>> START Material provided

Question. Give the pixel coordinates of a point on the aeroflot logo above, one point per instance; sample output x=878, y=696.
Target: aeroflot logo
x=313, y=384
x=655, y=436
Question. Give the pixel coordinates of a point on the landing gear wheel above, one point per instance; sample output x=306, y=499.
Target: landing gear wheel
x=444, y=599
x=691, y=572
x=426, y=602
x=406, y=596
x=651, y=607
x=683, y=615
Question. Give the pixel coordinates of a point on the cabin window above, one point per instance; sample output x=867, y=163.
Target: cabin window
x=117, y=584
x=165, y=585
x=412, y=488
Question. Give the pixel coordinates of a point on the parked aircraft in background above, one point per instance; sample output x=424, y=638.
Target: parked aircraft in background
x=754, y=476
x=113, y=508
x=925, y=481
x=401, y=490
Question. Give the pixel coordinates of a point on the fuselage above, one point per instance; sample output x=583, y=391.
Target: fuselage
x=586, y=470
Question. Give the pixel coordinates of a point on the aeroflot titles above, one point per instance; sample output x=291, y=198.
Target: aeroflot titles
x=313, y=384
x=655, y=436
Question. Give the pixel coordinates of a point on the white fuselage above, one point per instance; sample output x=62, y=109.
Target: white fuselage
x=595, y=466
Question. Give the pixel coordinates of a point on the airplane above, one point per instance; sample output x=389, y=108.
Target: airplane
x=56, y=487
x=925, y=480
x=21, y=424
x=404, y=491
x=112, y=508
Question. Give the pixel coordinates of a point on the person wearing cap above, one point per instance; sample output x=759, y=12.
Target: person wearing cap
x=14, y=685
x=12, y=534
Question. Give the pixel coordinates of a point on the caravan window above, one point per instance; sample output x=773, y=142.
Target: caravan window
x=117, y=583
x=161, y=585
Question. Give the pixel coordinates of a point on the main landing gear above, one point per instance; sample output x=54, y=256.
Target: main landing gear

>> END Material provided

Exercise aim –
Copy out all the entries above, replacing each occurrence of "landing gear" with "undercarriage" and changing nothing else.

Task solution –
Question. Give the pixel coordinates of a point on the aeroflot logo above, one point per instance; sample output x=878, y=696.
Target: aeroflot logo
x=313, y=384
x=655, y=436
Question. Give the pixel coordinates of a point on the undercarriage wheel above, one point per instance; sample output x=306, y=499.
Target: undercarriage wheel
x=444, y=599
x=691, y=572
x=426, y=602
x=406, y=596
x=651, y=607
x=683, y=615
Question. Give the pixel coordinates of a point on the cabin window above, one point per instance; sample output x=867, y=163.
Target: cabin window
x=117, y=584
x=165, y=585
x=412, y=488
Question. Give the pixel coordinates of a point on the parked aircraft in background above, one point per instance; sample output x=424, y=638.
Target: parked aircraft in background
x=754, y=476
x=113, y=508
x=925, y=481
x=401, y=490
Question. Give the pixel coordinates of a point on the fuselage above, one point per instance; sample output x=583, y=391.
Target: fuselage
x=586, y=470
Question. Give the pixel coordinates of a point on the aeroflot titles above, one point per instance; sample output x=291, y=198.
Target: aeroflot titles
x=313, y=384
x=655, y=436
Question. Give the pixel coordinates of a point on the white fuselage above, one point per instance; sample output x=62, y=109.
Target: white fuselage
x=595, y=466
Question. Give the pixel coordinates of a point on the airplane above, one point per instance; sample output x=389, y=108.
Target: airplane
x=56, y=487
x=925, y=480
x=21, y=424
x=404, y=491
x=112, y=508
Question. Give the pixel coordinates of a point on the person wearing cap above, one point per instance; sample output x=759, y=12.
Target: person wearing cap
x=14, y=685
x=12, y=534
Question. Give the pixel coordinates of a point on the caravan window above, one point per instance; sample output x=773, y=142.
Target: caravan window
x=117, y=583
x=161, y=585
Question. Give the pixel coordinates of a point on the main undercarriage above, one point per instance; sample output x=54, y=256.
Target: main undercarriage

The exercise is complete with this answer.